Sfida ▸
Rispondi a queste domande usando il brano di partenza.
(a) Che cosa fanno ogni sera le due attrici?
(b) Che cosa risponde lei quando Deeley le chiede chi dormisse prima di lui nell'altro letto?
(c) Secondo il brano, che cosa resta, mentre la vicenda è transeunte?

Brano di partenza ▸

++++++++++

Potrebbe essere una storia reale, un banale triangolo. Oppure potrebbe essere una torbida storia: Anna uccisa dall’amica tanti anni prima e tornata come fantasma alla sua coscienza. Oppure lei potrebbe aver ucciso anche Deeley e rievocare, rendendole reali, le loro figure. Oppure Anna a Kate potrebbero essere la stessa persona (le due attrici si scambiano il ruolo ogni sera, a sottolineare l’interscambiabilità delle due personalità), potrebbero essere due facce della stessa medaglia, così diversamente simili o così similmente diverse, da rendere necessaria la morte violenta, l’eliminazione fisica di una delle due personalità, tanto che quando Deeley le chiede chi dormisse prima di lui nell’altro letto, lei risponde “Nessuno. Assolutamente nessuno”. Non è così importante conoscere la risposta, la realtà di ciò è nascosto nel racconto esposto. La vicenda, il fatto, è transeunte. Ciò che resta è l’eterno, la dicotomia di due donne che sono state come una sola cosa, una sola personalità declinata in due versioni, anche molto diverse tra di loro, opposte. E, dopo tanto tempo, il tempo e lo spazio e la vita e le sue vicissitudini scavano dei solchi tra due persone, solchi che sembrano fossati, da riempire nel lavacro della morte dell’altra, la sua eliminazione dal presente, dalla realtà, per confinarla nel passato, nel sogno che ciascuno di noi sogna quando tesse il proprio passato.

++++++++++

Dati forniti ▸

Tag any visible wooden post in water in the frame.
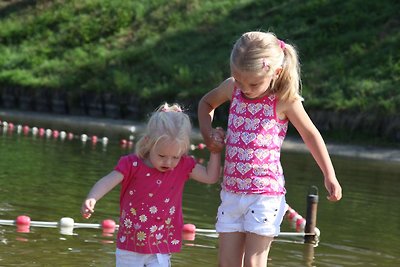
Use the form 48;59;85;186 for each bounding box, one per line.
304;186;318;243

++++++++++

Risposta all'esercizio ▸
(a) Si scambiano il ruolo, a sottolineare l'interscambiabilità delle due personalità.
(b) Risponde: "Nessuno. Assolutamente nessuno".
(c) Resta l'eterno, la dicotomia di due donne che sono state come una sola cosa, una sola personalità declinata in due versioni.